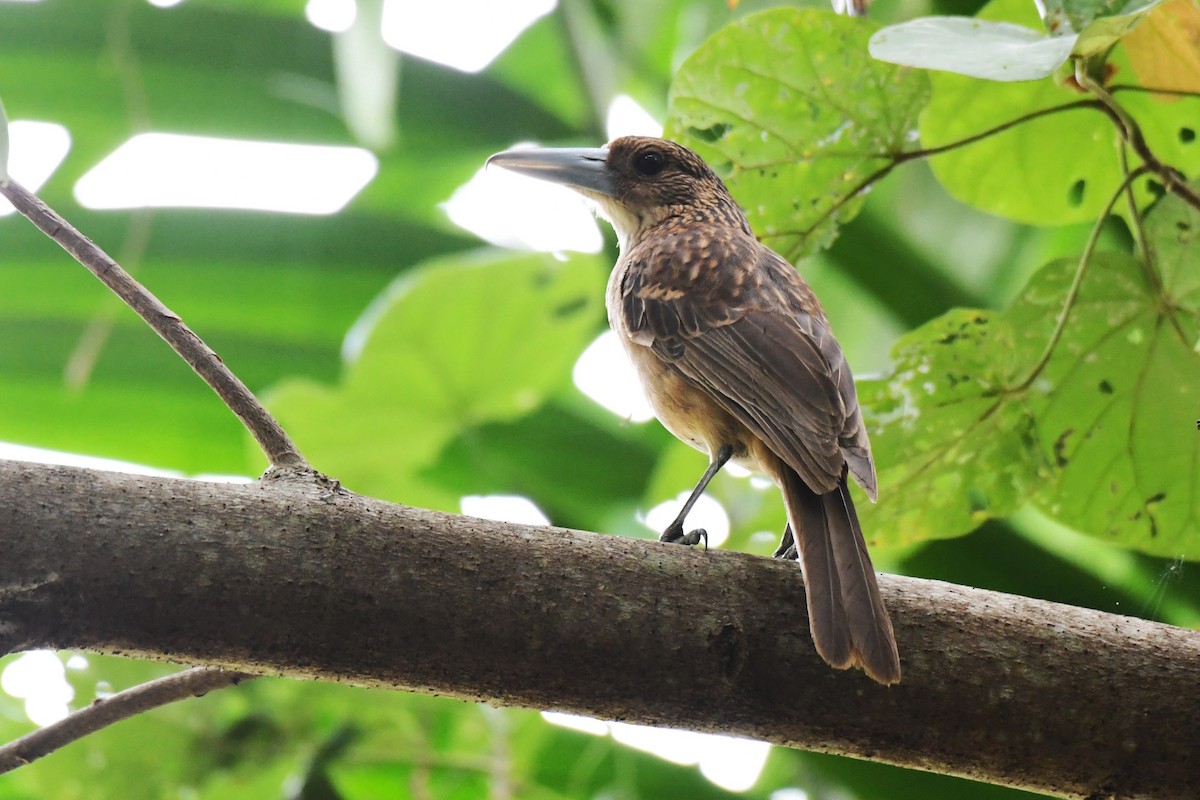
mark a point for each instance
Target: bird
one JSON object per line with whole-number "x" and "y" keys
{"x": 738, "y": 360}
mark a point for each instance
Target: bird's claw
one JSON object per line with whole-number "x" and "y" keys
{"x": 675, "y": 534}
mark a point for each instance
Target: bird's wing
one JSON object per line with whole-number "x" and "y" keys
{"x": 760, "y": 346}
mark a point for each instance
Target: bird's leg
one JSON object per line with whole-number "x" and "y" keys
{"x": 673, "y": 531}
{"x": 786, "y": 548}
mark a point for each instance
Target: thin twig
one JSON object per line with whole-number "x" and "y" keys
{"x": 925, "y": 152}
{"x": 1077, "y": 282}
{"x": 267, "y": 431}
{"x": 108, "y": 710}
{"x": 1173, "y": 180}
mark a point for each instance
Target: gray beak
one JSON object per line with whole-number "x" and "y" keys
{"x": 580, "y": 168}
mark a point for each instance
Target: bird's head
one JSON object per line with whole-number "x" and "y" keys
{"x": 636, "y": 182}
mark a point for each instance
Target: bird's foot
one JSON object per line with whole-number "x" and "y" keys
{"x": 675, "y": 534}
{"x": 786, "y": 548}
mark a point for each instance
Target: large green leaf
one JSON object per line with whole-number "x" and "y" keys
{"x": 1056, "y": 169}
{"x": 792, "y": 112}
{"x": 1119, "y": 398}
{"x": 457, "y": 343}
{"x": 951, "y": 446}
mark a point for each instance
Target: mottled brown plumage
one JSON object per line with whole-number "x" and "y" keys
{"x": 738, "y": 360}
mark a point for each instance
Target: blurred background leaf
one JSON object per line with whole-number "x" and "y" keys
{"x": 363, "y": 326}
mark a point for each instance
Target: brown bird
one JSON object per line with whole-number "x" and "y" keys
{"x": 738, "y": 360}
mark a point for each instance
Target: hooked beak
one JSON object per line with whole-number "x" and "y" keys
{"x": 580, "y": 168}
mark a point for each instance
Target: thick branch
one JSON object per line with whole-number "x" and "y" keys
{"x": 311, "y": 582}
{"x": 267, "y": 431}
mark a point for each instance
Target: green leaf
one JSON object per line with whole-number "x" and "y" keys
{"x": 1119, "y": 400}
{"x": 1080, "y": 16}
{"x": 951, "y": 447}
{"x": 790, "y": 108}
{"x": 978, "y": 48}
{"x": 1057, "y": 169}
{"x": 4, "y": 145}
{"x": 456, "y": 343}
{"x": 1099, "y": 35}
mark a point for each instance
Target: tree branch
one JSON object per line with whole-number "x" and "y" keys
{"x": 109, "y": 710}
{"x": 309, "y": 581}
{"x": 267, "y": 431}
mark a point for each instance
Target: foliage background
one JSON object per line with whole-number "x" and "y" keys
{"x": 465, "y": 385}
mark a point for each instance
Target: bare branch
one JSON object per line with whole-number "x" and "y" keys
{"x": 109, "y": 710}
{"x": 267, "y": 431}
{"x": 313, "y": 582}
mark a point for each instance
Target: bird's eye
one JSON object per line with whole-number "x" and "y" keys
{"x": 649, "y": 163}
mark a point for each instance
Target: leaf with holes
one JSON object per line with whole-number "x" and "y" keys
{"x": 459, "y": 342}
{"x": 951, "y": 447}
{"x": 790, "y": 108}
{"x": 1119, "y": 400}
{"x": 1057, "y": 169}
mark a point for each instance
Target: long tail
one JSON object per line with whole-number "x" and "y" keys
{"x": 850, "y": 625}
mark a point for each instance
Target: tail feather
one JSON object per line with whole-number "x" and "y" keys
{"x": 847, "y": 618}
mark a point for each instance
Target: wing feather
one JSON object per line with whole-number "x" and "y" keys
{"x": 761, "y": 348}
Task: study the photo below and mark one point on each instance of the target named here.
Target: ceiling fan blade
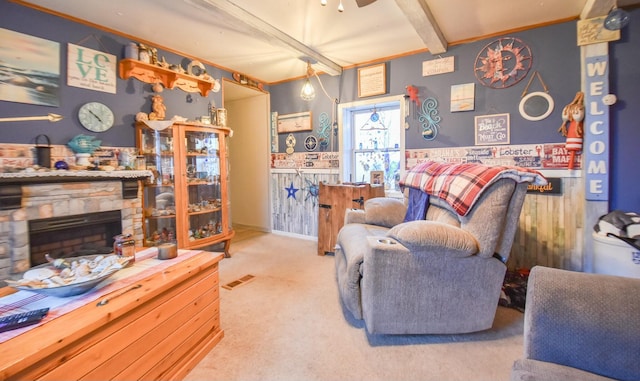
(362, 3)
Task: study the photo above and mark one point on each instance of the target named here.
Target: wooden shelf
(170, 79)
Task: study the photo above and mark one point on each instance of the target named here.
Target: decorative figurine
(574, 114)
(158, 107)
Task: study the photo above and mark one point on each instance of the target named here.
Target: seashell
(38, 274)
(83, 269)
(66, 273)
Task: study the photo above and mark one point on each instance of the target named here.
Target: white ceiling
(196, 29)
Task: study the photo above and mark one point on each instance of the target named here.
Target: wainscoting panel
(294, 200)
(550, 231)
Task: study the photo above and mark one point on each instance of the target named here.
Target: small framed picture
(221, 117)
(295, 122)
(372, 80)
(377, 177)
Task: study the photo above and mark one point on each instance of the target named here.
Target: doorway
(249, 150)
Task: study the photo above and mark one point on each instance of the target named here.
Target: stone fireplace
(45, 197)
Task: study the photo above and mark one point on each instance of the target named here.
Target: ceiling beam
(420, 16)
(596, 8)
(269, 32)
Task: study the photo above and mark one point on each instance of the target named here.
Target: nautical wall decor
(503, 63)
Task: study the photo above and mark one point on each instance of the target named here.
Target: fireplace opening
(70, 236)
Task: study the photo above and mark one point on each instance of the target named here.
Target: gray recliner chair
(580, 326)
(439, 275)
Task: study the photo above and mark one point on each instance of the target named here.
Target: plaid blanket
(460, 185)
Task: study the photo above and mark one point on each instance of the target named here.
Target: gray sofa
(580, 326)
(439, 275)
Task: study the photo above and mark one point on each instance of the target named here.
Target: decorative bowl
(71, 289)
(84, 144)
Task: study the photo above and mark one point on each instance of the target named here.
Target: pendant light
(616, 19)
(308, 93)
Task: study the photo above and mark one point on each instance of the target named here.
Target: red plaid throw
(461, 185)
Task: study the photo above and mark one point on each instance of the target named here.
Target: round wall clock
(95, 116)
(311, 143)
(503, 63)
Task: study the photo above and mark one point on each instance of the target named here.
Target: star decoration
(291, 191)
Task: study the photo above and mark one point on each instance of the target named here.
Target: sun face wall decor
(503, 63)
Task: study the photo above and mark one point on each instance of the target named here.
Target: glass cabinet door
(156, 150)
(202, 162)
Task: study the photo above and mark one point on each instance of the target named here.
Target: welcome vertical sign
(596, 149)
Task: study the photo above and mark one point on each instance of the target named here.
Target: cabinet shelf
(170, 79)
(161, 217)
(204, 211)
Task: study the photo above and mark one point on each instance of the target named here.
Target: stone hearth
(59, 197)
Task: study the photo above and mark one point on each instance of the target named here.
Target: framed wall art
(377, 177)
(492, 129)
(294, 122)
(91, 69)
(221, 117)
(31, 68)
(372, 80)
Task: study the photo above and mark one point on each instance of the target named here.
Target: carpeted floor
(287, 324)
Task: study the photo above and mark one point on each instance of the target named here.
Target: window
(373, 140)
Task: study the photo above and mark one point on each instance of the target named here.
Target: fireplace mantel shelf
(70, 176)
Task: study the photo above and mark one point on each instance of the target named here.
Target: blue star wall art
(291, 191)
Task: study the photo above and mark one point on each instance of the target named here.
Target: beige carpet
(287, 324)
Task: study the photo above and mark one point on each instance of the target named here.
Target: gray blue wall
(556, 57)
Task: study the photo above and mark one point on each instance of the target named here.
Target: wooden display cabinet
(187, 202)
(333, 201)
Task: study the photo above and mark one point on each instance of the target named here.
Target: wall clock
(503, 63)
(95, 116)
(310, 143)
- - - - - - -
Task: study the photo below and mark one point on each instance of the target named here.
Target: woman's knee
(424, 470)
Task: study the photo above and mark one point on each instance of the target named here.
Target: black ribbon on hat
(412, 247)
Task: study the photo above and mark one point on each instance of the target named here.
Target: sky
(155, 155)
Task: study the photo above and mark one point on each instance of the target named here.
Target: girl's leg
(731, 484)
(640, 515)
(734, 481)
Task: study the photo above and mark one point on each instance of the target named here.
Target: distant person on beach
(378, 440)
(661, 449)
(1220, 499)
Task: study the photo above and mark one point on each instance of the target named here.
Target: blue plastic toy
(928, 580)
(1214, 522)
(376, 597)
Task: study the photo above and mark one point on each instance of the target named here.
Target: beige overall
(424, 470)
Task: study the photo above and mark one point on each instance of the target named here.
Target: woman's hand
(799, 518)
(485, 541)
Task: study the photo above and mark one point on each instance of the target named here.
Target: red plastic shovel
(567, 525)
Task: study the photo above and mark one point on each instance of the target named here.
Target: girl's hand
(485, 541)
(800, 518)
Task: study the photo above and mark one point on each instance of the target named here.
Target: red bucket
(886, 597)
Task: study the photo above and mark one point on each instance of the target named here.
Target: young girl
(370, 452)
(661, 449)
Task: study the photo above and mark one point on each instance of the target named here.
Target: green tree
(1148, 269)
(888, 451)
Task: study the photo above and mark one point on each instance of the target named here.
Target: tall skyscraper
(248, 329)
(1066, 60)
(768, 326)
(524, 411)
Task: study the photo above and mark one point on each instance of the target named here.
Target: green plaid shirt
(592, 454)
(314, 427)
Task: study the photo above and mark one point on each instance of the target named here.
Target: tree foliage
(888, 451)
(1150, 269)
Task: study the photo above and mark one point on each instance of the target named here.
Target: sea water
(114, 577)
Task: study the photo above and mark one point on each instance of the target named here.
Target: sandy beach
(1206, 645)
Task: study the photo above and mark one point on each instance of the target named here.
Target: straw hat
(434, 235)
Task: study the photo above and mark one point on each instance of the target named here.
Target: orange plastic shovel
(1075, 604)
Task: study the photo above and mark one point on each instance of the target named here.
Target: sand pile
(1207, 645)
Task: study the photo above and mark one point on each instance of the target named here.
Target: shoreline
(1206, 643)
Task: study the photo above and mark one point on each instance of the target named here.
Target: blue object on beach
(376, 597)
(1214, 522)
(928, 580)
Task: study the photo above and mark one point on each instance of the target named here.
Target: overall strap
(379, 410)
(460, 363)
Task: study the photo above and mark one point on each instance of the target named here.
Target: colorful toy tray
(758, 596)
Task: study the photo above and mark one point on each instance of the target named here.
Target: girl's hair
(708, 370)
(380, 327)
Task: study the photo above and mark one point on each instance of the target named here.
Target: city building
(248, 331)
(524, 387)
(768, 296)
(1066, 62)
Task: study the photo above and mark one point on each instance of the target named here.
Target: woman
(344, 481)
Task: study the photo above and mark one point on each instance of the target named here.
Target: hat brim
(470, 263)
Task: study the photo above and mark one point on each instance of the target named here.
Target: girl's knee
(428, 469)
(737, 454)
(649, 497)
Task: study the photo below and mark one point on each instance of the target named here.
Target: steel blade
- - - - - - -
**TASK DIRECTIONS**. From the records above, transcribe without alteration every line from the one with "Target: girl's hair" to the one with "Target: steel blade", inclusive.

**OUTPUT**.
Target: girl's hair
(708, 370)
(380, 327)
Task: study the photo above and mark one point on each instance of the target named here.
Target: city building
(248, 331)
(524, 387)
(768, 296)
(1066, 62)
Task: study the photo above and mark one point on each instance of the target named here.
Target: woman
(344, 481)
Task: study the photo above and mark one point on each instance of the target named here.
Target: hat brim
(470, 263)
Task: study the photo above and mark one point on each instance of the target named here.
Target: girl's knee
(428, 469)
(737, 454)
(649, 497)
Task: study the photo below and mark one point on each instance of the target named here.
Target: steel blade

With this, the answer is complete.